### INSTRUCCIONES
Haz una lista de todas las instituciones académicas o de investigación que, según el texto sobre el Enero Seco, hicieron o lideraron la revisión científica.

··· FRAGMENTO DEL TEXTO ···

Salud

Un mes sin alcohol puede cambiar tu salud para siempre, según la ciencia

Una copa de vino en una mesa en una terraza. / EP
Un estudio con más de 150.000 personas confirma que el eneco seco mejora la salud física y mental y ayuda a reducir el consumo de alcohol de forma duradera.

Con la llegada del nuevo año y los habituales propósitos de cambio, cada vez más personas optan por el desafío del “Enero Seco”, una iniciativa que propone pasar un mes completo sin consumir alcohol. Más allá de la tendencia, la ciencia comienza a respaldar sus beneficios reales y sostenidos para la salud física y mental.

Un estudio internacional analiza el impacto del ‘Enero Seco’

Una revisión científica realizada por investigadores de la Escuela de Salud Pública de la Universidad de Brown y la Facultad de Medicina Warren E. Alpert, en Estados Unidos, ha analizado 16 estudios previos sobre el reto del Enero Seco, iniciado en Reino Unido para contrarrestar los excesos navideños.

El trabajo, liderado por el Centro de Estudios sobre el Alcohol y las Adicciones (CAAS) y publicado en la revista científica Alcohol and Alcoholism, incluyó datos de más de 150.000 participantes y evaluó quiénes participan en el reto, qué efectos experimentan y qué factores influyen en su éxito.

··· DATOS PARA ANALIZAR ···

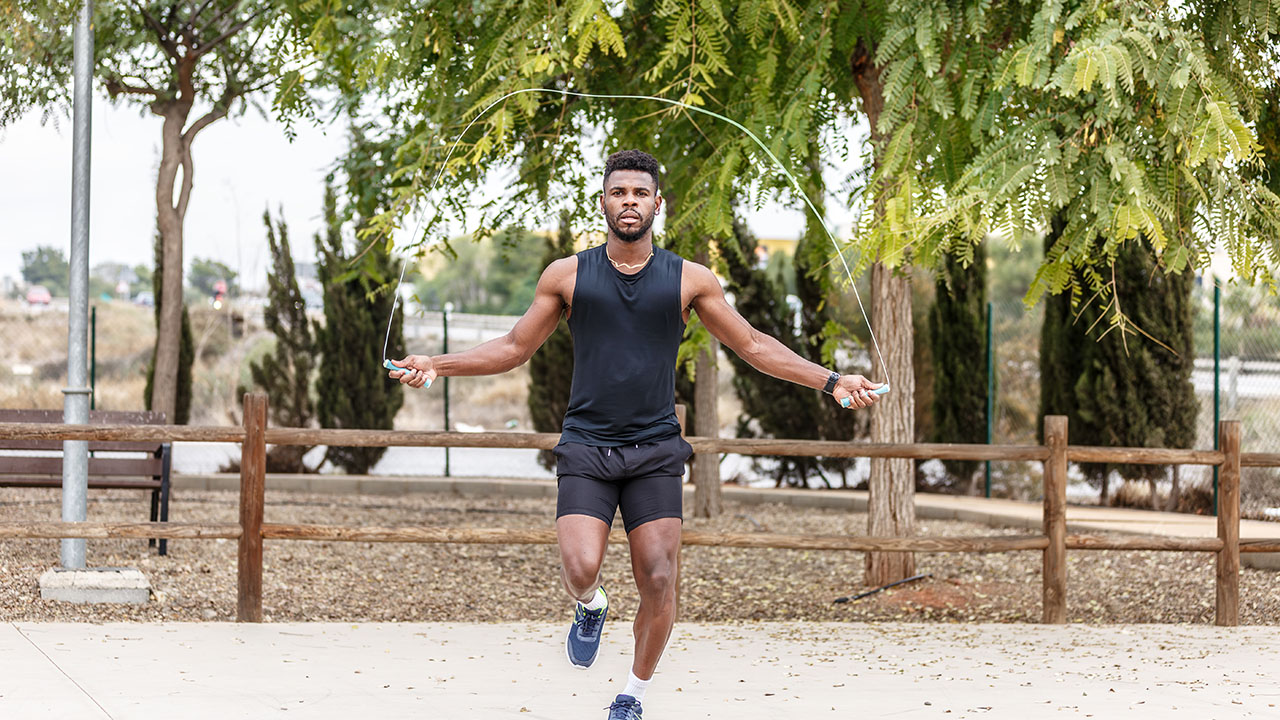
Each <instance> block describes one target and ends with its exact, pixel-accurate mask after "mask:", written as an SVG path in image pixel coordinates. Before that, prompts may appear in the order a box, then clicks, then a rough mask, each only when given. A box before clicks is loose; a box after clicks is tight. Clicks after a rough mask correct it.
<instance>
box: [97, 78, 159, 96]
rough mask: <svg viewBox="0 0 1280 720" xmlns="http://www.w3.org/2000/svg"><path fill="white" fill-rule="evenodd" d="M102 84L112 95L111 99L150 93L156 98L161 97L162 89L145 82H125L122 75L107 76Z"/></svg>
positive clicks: (109, 93) (150, 95)
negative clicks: (122, 77) (135, 83)
mask: <svg viewBox="0 0 1280 720" xmlns="http://www.w3.org/2000/svg"><path fill="white" fill-rule="evenodd" d="M102 85H104V86H105V87H106V92H108V95H110V96H111V100H115V97H116V96H119V95H150V96H151V97H155V99H160V97H161V95H160V91H159V90H156V88H154V87H151V86H150V85H147V83H145V82H143V83H142V85H129V83H127V82H124V79H123V78H122V77H109V78H105V79H104V81H102Z"/></svg>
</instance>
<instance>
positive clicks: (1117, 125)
mask: <svg viewBox="0 0 1280 720" xmlns="http://www.w3.org/2000/svg"><path fill="white" fill-rule="evenodd" d="M1257 5H1258V3H1252V1H1251V0H1236V1H1233V3H1192V4H1189V5H1185V6H1183V8H1179V9H1174V8H1171V6H1153V5H1143V4H1129V3H1123V1H1120V0H1079V1H1066V0H1056V1H1050V3H1024V1H1021V0H1011V1H1007V3H986V1H984V3H963V4H941V3H934V1H931V0H919V1H910V3H899V4H896V5H895V6H893V8H892V12H891V13H890V15H888V23H887V26H886V31H884V38H886V41H883V42H882V44H881V45H879V47H878V53H877V60H878V61H879V63H882V64H883V67H884V76H886V78H887V81H886V86H884V110H883V114H882V117H881V127H879V129H881V132H883V133H886V135H890V136H891V137H892V138H893V141H892V142H891V143H888V145H887V146H886V149H884V152H883V155H882V158H881V168H879V169H878V173H877V178H876V179H874V182H873V184H872V187H870V192H872V195H873V197H876V199H879V200H882V201H883V202H884V204H886V205H888V206H890V208H891V217H890V222H888V223H883V224H878V225H874V227H872V225H868V227H865V228H864V233H863V234H864V242H863V249H864V250H867V249H870V250H873V251H876V250H878V251H882V252H887V254H895V252H900V254H902V255H904V256H908V255H909V256H910V258H913V259H914V260H915V261H923V263H934V261H937V260H938V259H941V258H942V256H943V255H945V254H952V255H959V256H966V255H968V252H969V250H966V247H972V246H974V245H975V243H978V242H980V241H982V238H983V237H986V236H987V234H991V233H995V234H998V236H1004V237H1012V236H1015V234H1020V233H1027V232H1037V231H1038V229H1042V228H1046V227H1047V225H1048V224H1050V220H1051V219H1052V218H1055V217H1061V218H1065V219H1066V223H1065V225H1064V227H1062V229H1061V237H1062V242H1057V243H1056V245H1055V250H1053V251H1052V252H1050V254H1047V255H1046V258H1044V263H1043V264H1042V266H1041V269H1039V272H1038V273H1037V275H1036V279H1034V282H1033V283H1032V286H1030V288H1029V291H1028V293H1027V301H1028V302H1034V301H1037V300H1038V299H1041V297H1042V296H1043V295H1044V293H1057V292H1062V291H1070V292H1071V295H1073V299H1074V300H1073V302H1078V301H1079V300H1080V297H1082V296H1084V295H1093V293H1101V296H1102V301H1103V304H1105V302H1106V300H1107V299H1110V297H1111V296H1112V295H1115V292H1116V290H1117V288H1116V282H1115V281H1114V279H1112V273H1111V265H1112V264H1114V263H1116V260H1117V258H1119V256H1120V255H1121V252H1123V251H1125V250H1128V249H1130V247H1138V249H1142V250H1140V251H1143V252H1147V254H1148V255H1151V256H1152V258H1155V260H1156V264H1157V268H1158V270H1160V272H1161V273H1165V274H1176V273H1180V272H1183V270H1185V269H1188V268H1192V266H1196V268H1202V266H1206V265H1207V264H1208V259H1210V255H1211V252H1212V251H1215V250H1225V251H1226V252H1228V254H1229V256H1230V259H1231V263H1233V268H1234V269H1235V272H1236V274H1238V275H1239V277H1242V278H1244V279H1245V281H1247V282H1253V281H1263V282H1265V283H1267V284H1268V286H1270V287H1272V288H1274V287H1275V279H1276V278H1275V275H1274V272H1275V268H1276V266H1277V263H1280V240H1277V237H1280V199H1277V197H1276V193H1275V192H1274V191H1272V190H1270V188H1267V187H1266V186H1265V184H1263V183H1262V182H1261V181H1260V179H1258V178H1257V172H1256V170H1257V168H1258V167H1260V163H1261V156H1260V149H1261V146H1260V143H1258V141H1257V138H1256V136H1254V132H1253V131H1252V129H1251V127H1249V126H1251V123H1252V122H1253V120H1254V119H1257V118H1258V108H1260V102H1258V88H1260V87H1261V86H1262V85H1263V78H1274V74H1275V72H1274V68H1275V60H1276V58H1277V45H1276V44H1275V42H1274V41H1265V40H1263V38H1265V32H1270V31H1265V29H1263V28H1268V27H1271V23H1272V20H1271V19H1270V14H1267V13H1261V14H1260V13H1257V12H1256V10H1257V8H1256V6H1257ZM1262 5H1266V3H1262ZM908 31H910V32H908ZM1260 33H1263V35H1260ZM973 37H986V38H1000V40H997V41H995V42H982V44H975V42H972V38H973ZM943 49H947V50H943ZM1228 49H1229V50H1228ZM1267 82H1271V83H1274V82H1275V81H1274V79H1268V81H1267ZM1110 307H1111V310H1110V311H1111V313H1112V319H1111V320H1110V322H1111V323H1119V324H1124V323H1125V322H1126V316H1125V315H1124V313H1123V311H1121V306H1120V305H1119V304H1112V305H1110ZM1130 329H1132V328H1130Z"/></svg>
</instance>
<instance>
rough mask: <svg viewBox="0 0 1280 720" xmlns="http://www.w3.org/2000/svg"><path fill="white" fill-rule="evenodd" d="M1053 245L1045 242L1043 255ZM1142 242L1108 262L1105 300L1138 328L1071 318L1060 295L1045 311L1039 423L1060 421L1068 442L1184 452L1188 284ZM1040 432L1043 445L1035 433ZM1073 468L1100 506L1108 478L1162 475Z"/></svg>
mask: <svg viewBox="0 0 1280 720" xmlns="http://www.w3.org/2000/svg"><path fill="white" fill-rule="evenodd" d="M1053 240H1055V238H1053V237H1052V236H1051V237H1050V238H1047V240H1046V251H1047V250H1048V249H1050V247H1051V246H1052V241H1053ZM1142 243H1143V241H1142V238H1140V237H1139V238H1138V240H1134V241H1130V242H1129V245H1126V246H1125V247H1123V249H1121V250H1120V252H1119V255H1117V256H1116V259H1115V283H1116V287H1115V296H1114V297H1115V299H1117V301H1119V302H1121V309H1123V310H1124V313H1125V314H1126V315H1128V316H1129V320H1130V322H1132V323H1133V324H1134V328H1137V329H1129V328H1125V327H1120V325H1116V327H1114V328H1112V325H1111V324H1110V323H1108V322H1107V320H1108V316H1110V313H1111V309H1108V307H1098V306H1097V305H1096V304H1091V305H1087V306H1084V307H1082V309H1080V310H1079V311H1078V314H1079V316H1078V318H1075V316H1074V315H1073V311H1071V307H1070V305H1069V297H1068V296H1066V295H1062V296H1057V297H1053V299H1050V301H1048V304H1047V305H1046V313H1044V328H1043V334H1042V338H1043V341H1042V346H1041V378H1042V379H1041V382H1042V384H1041V407H1042V415H1044V414H1065V415H1068V416H1069V418H1070V423H1071V425H1070V428H1071V430H1070V434H1071V442H1073V443H1076V445H1097V446H1112V447H1115V446H1124V447H1189V446H1190V445H1192V442H1194V437H1196V415H1197V413H1198V401H1197V400H1196V391H1194V387H1193V386H1192V382H1190V374H1192V369H1193V365H1194V360H1196V356H1194V336H1193V328H1192V284H1193V282H1194V278H1193V277H1192V275H1190V273H1185V272H1184V273H1176V274H1166V273H1164V272H1161V270H1160V269H1158V268H1156V265H1155V263H1153V260H1152V256H1151V252H1149V250H1148V249H1147V247H1144V246H1143V245H1142ZM1042 421H1043V420H1042ZM1041 432H1042V434H1041V437H1043V428H1042V429H1041ZM1082 469H1083V470H1084V473H1085V475H1087V477H1088V478H1089V480H1091V483H1092V484H1094V486H1096V487H1100V488H1101V493H1102V502H1103V503H1105V502H1106V501H1107V497H1108V495H1110V492H1108V491H1110V487H1108V486H1110V483H1108V475H1110V471H1111V470H1116V471H1117V473H1120V475H1121V477H1123V478H1125V479H1130V480H1138V479H1146V480H1148V482H1151V483H1155V480H1157V479H1160V478H1164V477H1165V475H1166V471H1167V470H1166V468H1165V466H1161V465H1116V466H1110V465H1102V464H1087V465H1082ZM1152 502H1155V493H1152Z"/></svg>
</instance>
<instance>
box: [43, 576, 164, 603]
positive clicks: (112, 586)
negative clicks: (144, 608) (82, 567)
mask: <svg viewBox="0 0 1280 720" xmlns="http://www.w3.org/2000/svg"><path fill="white" fill-rule="evenodd" d="M40 597H41V598H42V600H58V601H61V602H74V603H99V602H125V603H132V605H142V603H146V602H147V601H148V600H151V583H150V582H147V579H146V577H145V575H143V574H142V571H140V570H136V569H133V568H88V569H83V570H68V569H65V568H51V569H49V570H46V571H45V574H44V575H41V577H40Z"/></svg>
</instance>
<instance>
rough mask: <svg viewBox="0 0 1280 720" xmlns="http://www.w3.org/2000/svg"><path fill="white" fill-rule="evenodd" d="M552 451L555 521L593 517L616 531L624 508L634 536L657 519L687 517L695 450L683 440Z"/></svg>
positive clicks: (571, 444) (628, 524)
mask: <svg viewBox="0 0 1280 720" xmlns="http://www.w3.org/2000/svg"><path fill="white" fill-rule="evenodd" d="M553 452H554V454H556V475H557V477H558V486H559V496H558V498H557V501H556V518H563V516H564V515H589V516H591V518H599V519H600V520H602V521H604V523H605V524H608V525H609V527H611V528H612V527H613V515H614V512H616V511H617V510H618V507H620V506H621V507H622V524H623V525H625V527H626V529H627V532H628V533H630V532H631V530H634V529H636V528H639V527H640V525H643V524H645V523H648V521H650V520H657V519H658V518H681V516H682V507H681V506H682V500H684V489H682V488H681V483H682V482H684V475H685V462H687V461H689V456H690V455H692V454H694V448H692V447H690V446H689V443H687V442H685V438H682V437H680V436H672V437H669V438H666V439H659V441H655V442H641V443H640V445H623V446H620V447H595V446H591V445H581V443H576V442H562V443H559V445H557V446H556V450H554V451H553Z"/></svg>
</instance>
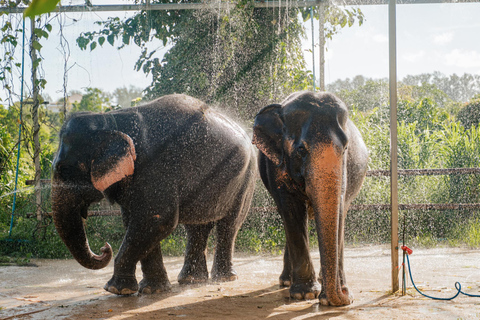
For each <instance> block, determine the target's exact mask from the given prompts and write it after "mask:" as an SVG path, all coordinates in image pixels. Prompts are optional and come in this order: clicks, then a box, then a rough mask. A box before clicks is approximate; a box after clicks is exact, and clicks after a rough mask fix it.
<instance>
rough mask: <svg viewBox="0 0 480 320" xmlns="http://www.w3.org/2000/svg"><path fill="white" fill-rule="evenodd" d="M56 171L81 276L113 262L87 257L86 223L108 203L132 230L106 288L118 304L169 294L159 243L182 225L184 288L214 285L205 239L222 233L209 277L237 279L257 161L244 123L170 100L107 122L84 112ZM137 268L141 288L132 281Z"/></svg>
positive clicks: (208, 111) (59, 206)
mask: <svg viewBox="0 0 480 320" xmlns="http://www.w3.org/2000/svg"><path fill="white" fill-rule="evenodd" d="M59 138H60V142H59V147H58V151H57V153H56V156H55V159H54V161H53V168H52V171H53V173H52V215H53V220H54V224H55V227H56V230H57V232H58V234H59V235H60V237H61V239H62V240H63V242H64V243H65V245H66V246H67V247H68V249H69V250H70V252H71V254H72V255H73V257H74V258H75V259H76V260H77V261H78V262H79V263H80V264H81V265H82V266H84V267H86V268H89V269H100V268H103V267H105V266H106V265H107V264H108V263H109V261H110V259H111V257H112V255H113V253H112V248H111V246H110V245H109V244H108V243H107V244H106V245H105V247H103V248H102V249H101V252H102V253H101V254H95V253H93V252H92V250H91V249H90V246H89V244H88V239H87V236H86V233H85V229H84V219H86V218H87V215H88V213H87V210H88V207H89V205H90V204H92V203H94V202H97V201H99V200H101V199H102V198H106V199H107V200H109V201H110V202H111V203H117V204H118V205H119V206H120V209H121V214H122V219H123V224H124V227H125V229H126V233H125V236H124V238H123V242H122V244H121V246H120V248H119V250H118V253H117V255H116V257H115V261H114V271H113V276H112V278H111V279H110V280H109V281H108V282H107V284H106V285H105V287H104V289H105V290H107V291H109V292H111V293H114V294H118V295H130V294H134V293H136V292H138V293H140V294H141V293H143V294H151V293H159V292H162V291H166V290H168V289H169V288H170V287H171V284H170V282H169V280H168V277H167V272H166V269H165V266H164V264H163V258H162V252H161V245H160V241H161V240H162V239H164V238H166V237H167V236H168V235H169V234H170V233H172V231H173V230H174V229H175V228H176V227H177V225H178V224H183V225H184V226H185V229H186V233H187V244H186V250H185V260H184V265H183V268H182V270H181V272H180V274H179V275H178V282H179V283H180V284H184V283H196V282H205V281H207V280H208V277H209V273H208V269H207V264H206V250H207V240H208V236H209V233H210V231H211V230H212V229H213V227H216V248H215V254H214V261H213V267H212V269H211V276H212V278H213V279H214V280H218V281H231V280H235V279H237V273H236V271H235V270H234V268H233V265H232V258H233V252H234V243H235V238H236V235H237V233H238V230H239V228H240V226H241V225H242V223H243V221H244V220H245V217H246V215H247V213H248V211H249V208H250V204H251V200H252V196H253V191H254V186H255V181H256V179H257V176H258V174H257V164H256V163H257V152H256V150H255V147H254V146H252V144H251V137H249V136H248V135H247V134H246V132H245V131H244V130H243V129H242V128H241V127H240V125H239V124H237V123H236V122H234V121H233V120H231V119H230V118H228V117H226V116H224V115H223V114H222V113H220V112H219V111H216V110H215V109H214V108H212V107H209V106H207V105H206V104H204V103H203V102H202V101H200V100H197V99H195V98H193V97H190V96H187V95H182V94H173V95H166V96H163V97H160V98H158V99H156V100H154V101H151V102H149V103H147V104H145V105H142V106H138V107H131V108H124V109H120V110H114V111H110V112H106V113H91V112H78V113H75V114H73V115H72V116H71V117H70V118H69V119H67V121H66V122H65V123H64V125H63V126H62V129H61V131H60V134H59ZM137 262H140V264H141V270H142V273H143V279H142V280H141V281H140V283H138V282H137V280H136V277H135V269H136V265H137Z"/></svg>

···

### RESULTADO
- Escuela de Salud Pública de la Universidad de Brown
- Facultad de Medicina Warren E. Alpert
- Centro de Estudios sobre el Alcohol y las Adicciones (CAAS)